- **Objective**:
Rewrite the items from the line containing "Highlight roof rafter." through the line containing "xmin=485 ymin=33 xmax=507 ymax=217", inclusive, changing "wooden" to "timber" and leaving everything else as it is.
########################################
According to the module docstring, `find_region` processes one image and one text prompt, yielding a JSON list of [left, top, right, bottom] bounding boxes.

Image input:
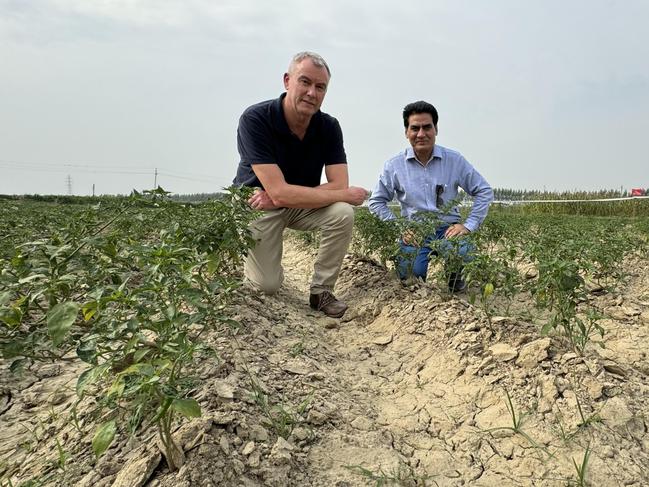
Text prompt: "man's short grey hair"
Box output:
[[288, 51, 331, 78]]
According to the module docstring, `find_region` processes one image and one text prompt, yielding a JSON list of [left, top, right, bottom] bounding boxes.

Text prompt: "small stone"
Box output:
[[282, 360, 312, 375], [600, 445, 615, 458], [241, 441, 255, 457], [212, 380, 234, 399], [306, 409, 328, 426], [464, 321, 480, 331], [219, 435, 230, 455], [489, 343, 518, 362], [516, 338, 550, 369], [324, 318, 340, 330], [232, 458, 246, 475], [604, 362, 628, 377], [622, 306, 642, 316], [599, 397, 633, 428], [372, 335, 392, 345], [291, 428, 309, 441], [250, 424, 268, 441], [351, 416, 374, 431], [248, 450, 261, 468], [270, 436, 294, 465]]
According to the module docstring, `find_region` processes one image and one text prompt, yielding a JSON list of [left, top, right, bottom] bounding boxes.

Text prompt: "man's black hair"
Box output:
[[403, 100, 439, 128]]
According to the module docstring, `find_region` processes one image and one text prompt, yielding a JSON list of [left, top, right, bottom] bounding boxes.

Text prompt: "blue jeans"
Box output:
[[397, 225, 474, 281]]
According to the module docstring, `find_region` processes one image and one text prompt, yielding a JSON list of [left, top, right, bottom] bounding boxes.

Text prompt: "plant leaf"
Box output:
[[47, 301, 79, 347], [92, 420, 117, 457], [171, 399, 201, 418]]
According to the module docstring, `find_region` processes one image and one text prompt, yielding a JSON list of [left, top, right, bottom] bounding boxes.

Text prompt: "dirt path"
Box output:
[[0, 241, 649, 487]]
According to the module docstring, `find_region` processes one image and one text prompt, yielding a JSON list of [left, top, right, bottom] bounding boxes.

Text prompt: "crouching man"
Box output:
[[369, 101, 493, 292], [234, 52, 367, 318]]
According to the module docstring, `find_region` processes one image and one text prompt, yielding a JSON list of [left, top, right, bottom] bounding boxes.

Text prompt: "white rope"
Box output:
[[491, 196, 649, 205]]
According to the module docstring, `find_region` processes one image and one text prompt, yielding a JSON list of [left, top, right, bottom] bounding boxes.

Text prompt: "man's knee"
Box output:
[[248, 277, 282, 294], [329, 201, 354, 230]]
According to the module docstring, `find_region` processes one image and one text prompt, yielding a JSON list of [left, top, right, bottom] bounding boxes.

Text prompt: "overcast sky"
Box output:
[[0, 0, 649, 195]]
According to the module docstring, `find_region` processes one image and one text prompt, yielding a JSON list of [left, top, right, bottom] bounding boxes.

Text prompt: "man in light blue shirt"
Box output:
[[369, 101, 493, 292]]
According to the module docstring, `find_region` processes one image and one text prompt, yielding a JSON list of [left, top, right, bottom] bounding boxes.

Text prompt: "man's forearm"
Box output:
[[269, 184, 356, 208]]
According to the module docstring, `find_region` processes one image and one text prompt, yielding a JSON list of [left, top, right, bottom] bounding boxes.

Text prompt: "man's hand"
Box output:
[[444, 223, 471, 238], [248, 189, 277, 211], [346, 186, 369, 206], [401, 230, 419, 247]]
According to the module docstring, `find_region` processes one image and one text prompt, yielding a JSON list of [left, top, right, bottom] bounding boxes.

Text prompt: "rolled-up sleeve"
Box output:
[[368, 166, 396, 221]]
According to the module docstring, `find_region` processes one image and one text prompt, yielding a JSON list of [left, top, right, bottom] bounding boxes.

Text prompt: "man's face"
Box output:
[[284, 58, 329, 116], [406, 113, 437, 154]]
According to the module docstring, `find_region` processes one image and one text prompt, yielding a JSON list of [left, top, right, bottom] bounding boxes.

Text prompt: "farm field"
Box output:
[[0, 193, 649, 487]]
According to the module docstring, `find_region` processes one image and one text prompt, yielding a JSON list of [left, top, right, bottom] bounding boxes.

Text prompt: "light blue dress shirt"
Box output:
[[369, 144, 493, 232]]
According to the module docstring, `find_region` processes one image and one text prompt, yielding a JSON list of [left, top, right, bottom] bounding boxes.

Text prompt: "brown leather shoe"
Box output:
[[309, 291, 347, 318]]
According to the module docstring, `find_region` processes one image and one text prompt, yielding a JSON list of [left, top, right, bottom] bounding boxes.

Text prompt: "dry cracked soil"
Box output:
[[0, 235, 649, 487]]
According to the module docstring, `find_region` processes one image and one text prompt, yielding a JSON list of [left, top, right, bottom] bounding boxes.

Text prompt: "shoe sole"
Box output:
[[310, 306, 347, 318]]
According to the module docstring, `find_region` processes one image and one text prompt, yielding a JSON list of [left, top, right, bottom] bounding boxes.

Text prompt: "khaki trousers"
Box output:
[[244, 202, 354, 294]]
########################################
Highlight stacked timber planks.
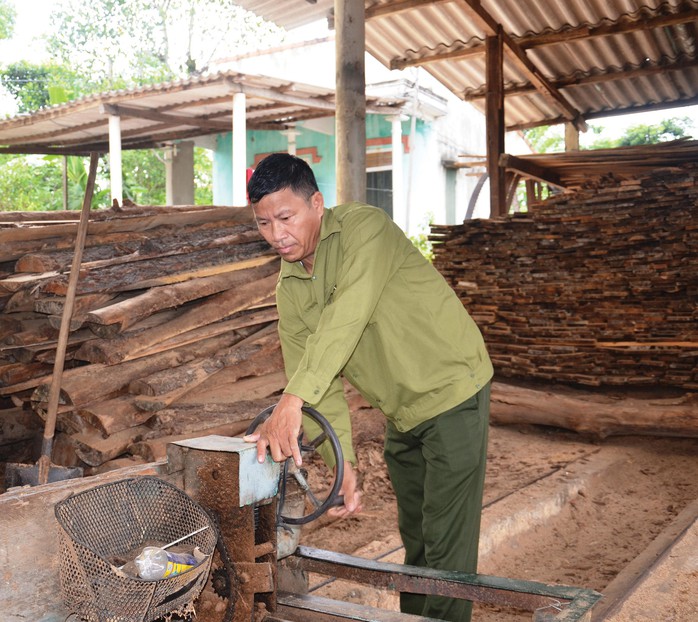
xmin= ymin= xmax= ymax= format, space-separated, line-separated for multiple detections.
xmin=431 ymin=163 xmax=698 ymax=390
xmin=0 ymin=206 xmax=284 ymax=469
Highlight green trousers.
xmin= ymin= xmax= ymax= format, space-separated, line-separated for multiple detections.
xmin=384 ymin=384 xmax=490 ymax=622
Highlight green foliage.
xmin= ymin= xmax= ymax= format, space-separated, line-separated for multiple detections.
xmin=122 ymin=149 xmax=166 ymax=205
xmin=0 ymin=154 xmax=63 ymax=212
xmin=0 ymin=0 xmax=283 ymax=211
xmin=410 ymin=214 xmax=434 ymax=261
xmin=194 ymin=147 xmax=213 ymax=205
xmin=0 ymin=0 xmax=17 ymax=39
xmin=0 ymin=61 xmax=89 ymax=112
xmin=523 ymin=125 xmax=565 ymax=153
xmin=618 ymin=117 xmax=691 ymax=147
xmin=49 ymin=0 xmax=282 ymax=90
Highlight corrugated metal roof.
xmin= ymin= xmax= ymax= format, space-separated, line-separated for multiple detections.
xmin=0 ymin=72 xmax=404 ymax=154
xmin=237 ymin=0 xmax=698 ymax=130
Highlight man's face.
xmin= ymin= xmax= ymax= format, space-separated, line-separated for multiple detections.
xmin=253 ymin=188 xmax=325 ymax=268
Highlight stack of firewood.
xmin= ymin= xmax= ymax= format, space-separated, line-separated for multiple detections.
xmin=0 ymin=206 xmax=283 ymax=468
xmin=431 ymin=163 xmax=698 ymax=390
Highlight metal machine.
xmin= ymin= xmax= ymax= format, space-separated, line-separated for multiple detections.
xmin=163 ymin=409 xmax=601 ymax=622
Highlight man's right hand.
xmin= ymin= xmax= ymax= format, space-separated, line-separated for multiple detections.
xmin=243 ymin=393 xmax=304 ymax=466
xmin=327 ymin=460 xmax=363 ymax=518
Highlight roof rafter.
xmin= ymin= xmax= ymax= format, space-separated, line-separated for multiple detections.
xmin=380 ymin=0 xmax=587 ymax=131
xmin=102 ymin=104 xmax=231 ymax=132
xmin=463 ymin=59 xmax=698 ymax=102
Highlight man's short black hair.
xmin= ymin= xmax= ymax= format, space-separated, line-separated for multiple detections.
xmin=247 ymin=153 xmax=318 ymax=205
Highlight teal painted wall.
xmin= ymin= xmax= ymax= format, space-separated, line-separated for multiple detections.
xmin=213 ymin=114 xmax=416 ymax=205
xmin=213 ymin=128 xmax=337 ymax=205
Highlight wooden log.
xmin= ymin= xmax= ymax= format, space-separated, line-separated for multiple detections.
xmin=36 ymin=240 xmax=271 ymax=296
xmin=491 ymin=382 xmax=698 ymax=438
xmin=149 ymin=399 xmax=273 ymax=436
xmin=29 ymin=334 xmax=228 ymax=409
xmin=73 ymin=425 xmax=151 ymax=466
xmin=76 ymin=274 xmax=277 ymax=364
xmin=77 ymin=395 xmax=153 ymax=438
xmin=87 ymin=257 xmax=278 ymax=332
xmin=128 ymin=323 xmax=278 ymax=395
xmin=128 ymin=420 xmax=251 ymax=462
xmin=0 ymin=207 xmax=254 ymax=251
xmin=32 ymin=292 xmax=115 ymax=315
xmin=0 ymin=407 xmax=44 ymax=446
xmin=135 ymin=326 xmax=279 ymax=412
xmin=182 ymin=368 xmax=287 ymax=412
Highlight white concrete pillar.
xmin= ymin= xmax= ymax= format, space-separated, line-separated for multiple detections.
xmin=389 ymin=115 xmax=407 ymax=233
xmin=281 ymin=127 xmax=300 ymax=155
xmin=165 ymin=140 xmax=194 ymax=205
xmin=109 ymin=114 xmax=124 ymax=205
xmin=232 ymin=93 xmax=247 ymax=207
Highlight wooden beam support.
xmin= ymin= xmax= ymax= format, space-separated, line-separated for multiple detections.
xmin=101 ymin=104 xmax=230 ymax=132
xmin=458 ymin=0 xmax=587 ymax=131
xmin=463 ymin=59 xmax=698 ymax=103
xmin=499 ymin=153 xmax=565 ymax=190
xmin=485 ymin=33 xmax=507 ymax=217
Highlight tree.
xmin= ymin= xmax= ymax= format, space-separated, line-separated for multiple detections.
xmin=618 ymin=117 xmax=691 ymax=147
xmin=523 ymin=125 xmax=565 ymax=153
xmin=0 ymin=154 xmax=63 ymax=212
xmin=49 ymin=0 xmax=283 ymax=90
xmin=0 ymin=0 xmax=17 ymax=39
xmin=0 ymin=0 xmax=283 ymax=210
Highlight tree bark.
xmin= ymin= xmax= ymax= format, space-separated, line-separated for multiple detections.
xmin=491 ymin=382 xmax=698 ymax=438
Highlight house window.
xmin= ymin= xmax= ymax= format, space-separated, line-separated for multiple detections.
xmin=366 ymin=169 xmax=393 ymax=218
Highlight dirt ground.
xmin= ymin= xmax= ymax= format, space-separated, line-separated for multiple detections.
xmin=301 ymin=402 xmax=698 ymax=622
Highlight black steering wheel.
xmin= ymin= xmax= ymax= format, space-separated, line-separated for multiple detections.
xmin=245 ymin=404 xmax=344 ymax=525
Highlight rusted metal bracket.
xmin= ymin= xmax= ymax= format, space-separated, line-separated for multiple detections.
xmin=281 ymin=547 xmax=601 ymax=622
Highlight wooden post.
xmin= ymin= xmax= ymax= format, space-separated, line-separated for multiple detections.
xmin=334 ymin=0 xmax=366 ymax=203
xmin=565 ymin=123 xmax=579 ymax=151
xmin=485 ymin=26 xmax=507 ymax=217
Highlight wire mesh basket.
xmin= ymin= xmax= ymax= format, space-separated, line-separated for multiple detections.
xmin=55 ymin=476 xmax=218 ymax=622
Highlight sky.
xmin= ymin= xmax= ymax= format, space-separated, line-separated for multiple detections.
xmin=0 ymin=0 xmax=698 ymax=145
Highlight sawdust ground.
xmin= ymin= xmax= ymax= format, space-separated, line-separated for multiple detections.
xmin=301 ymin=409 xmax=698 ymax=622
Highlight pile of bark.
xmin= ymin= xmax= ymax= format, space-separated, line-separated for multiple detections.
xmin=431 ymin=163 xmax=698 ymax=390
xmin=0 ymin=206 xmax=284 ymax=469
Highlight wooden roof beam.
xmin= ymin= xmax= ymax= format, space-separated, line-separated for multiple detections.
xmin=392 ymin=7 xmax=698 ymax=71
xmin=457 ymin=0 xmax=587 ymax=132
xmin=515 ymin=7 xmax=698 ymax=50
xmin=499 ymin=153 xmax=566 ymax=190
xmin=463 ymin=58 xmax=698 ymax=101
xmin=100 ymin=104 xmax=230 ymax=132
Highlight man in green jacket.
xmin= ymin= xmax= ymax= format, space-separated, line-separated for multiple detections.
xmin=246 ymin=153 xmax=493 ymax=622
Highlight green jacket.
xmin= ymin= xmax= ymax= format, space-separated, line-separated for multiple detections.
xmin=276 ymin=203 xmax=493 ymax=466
########################################
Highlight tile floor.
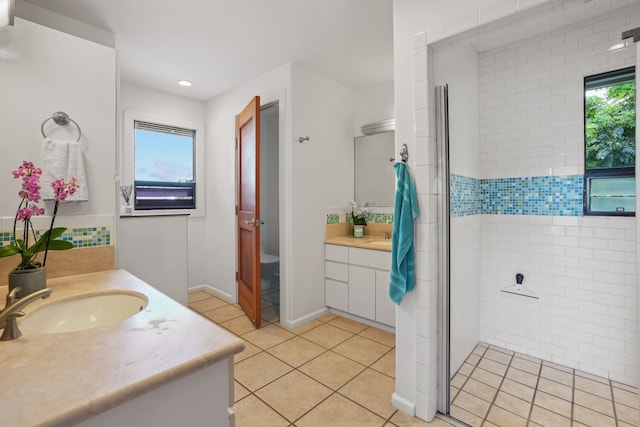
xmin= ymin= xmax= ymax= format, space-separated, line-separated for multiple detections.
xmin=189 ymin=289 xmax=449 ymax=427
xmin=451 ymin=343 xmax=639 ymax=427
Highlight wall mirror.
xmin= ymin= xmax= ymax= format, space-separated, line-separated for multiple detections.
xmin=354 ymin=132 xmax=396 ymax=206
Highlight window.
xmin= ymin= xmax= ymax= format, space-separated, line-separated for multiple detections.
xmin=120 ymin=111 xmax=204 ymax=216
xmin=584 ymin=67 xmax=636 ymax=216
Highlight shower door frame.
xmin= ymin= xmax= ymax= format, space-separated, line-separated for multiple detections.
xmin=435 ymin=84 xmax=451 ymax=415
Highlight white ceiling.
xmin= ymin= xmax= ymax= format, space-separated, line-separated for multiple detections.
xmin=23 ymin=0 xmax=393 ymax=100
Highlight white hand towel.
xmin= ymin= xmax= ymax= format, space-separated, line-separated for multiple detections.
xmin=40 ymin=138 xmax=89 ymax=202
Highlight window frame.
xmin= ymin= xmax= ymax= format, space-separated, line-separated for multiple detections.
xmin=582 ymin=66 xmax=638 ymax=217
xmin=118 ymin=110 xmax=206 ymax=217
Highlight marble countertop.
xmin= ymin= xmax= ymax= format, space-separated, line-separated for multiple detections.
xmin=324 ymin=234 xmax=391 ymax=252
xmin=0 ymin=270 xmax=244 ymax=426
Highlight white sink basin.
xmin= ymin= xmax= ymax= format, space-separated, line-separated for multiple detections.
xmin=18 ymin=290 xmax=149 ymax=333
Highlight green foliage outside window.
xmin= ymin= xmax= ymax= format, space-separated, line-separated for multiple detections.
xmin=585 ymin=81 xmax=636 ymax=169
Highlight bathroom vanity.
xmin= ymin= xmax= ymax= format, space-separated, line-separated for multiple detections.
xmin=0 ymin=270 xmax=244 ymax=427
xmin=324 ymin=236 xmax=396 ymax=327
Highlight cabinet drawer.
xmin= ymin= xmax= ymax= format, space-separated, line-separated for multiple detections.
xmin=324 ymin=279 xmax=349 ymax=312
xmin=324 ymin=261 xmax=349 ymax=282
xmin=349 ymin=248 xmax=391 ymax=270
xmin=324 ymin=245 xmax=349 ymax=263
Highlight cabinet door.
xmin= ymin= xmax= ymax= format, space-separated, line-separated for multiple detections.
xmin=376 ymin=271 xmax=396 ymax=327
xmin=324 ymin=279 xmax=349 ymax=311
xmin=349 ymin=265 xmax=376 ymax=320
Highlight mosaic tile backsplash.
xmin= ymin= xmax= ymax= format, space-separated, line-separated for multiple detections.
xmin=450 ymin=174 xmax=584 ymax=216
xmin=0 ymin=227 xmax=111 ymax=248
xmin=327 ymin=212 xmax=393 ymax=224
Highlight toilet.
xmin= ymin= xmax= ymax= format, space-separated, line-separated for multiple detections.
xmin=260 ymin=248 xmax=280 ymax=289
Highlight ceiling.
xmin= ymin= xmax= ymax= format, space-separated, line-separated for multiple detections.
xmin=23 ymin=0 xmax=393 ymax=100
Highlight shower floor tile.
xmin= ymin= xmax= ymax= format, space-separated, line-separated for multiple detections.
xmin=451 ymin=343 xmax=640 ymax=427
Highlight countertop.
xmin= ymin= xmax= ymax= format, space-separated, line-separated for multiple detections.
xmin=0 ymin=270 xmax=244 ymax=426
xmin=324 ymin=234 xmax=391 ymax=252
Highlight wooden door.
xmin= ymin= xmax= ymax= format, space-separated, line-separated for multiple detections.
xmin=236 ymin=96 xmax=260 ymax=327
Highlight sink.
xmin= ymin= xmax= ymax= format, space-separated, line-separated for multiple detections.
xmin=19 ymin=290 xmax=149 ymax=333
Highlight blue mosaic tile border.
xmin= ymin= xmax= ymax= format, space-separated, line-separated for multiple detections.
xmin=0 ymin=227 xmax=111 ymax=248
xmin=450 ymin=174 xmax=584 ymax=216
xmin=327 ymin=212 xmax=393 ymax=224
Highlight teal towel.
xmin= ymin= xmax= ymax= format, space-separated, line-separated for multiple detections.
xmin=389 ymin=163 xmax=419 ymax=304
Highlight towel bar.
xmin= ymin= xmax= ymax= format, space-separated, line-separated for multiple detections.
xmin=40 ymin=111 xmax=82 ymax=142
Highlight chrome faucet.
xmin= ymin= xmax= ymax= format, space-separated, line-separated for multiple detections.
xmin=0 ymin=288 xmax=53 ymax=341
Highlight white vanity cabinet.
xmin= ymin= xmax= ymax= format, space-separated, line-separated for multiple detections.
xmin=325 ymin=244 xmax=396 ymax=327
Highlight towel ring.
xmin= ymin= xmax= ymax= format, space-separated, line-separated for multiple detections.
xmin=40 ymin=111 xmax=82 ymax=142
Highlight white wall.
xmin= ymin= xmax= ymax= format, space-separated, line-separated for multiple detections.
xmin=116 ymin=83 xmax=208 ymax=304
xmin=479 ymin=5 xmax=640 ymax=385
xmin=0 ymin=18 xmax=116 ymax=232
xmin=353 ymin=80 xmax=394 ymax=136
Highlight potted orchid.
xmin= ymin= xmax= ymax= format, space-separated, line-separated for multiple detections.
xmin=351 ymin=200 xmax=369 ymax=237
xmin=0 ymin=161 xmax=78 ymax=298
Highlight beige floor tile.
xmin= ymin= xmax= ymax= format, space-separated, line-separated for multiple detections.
########################################
- **Exercise solution**:
Highlight roof rafter.
xmin= ymin= xmax= ymax= format, space-separated, line-separated for multiple detections.
xmin=380 ymin=0 xmax=587 ymax=131
xmin=102 ymin=104 xmax=231 ymax=132
xmin=463 ymin=59 xmax=698 ymax=102
Highlight man's short black hair.
xmin= ymin= xmax= ymax= format, space-separated, line-separated for multiple detections.
xmin=247 ymin=153 xmax=318 ymax=205
Highlight teal painted wall.
xmin= ymin= xmax= ymax= format, space-separated, line-separated for multiple detections.
xmin=213 ymin=114 xmax=416 ymax=205
xmin=213 ymin=128 xmax=337 ymax=205
Highlight timber log.
xmin= ymin= xmax= ymax= format, space-separated, line-separated for multiple detections.
xmin=36 ymin=240 xmax=271 ymax=296
xmin=491 ymin=382 xmax=698 ymax=438
xmin=149 ymin=399 xmax=273 ymax=436
xmin=29 ymin=334 xmax=228 ymax=409
xmin=73 ymin=425 xmax=151 ymax=466
xmin=76 ymin=274 xmax=277 ymax=364
xmin=77 ymin=395 xmax=153 ymax=438
xmin=87 ymin=257 xmax=278 ymax=332
xmin=128 ymin=323 xmax=278 ymax=395
xmin=128 ymin=420 xmax=251 ymax=462
xmin=0 ymin=207 xmax=254 ymax=251
xmin=32 ymin=292 xmax=115 ymax=315
xmin=0 ymin=407 xmax=44 ymax=446
xmin=135 ymin=326 xmax=279 ymax=412
xmin=182 ymin=368 xmax=287 ymax=412
Highlight white concrete pillar.
xmin= ymin= xmax= ymax= format, space-separated, line-separated for multiple detections.
xmin=389 ymin=115 xmax=407 ymax=233
xmin=281 ymin=127 xmax=300 ymax=155
xmin=165 ymin=140 xmax=194 ymax=205
xmin=109 ymin=114 xmax=124 ymax=205
xmin=232 ymin=93 xmax=247 ymax=207
Highlight timber beam support.
xmin= ymin= xmax= ymax= format, space-separated, line-separated for multiple detections.
xmin=101 ymin=104 xmax=230 ymax=132
xmin=458 ymin=0 xmax=587 ymax=131
xmin=463 ymin=59 xmax=698 ymax=103
xmin=499 ymin=153 xmax=565 ymax=190
xmin=485 ymin=33 xmax=507 ymax=217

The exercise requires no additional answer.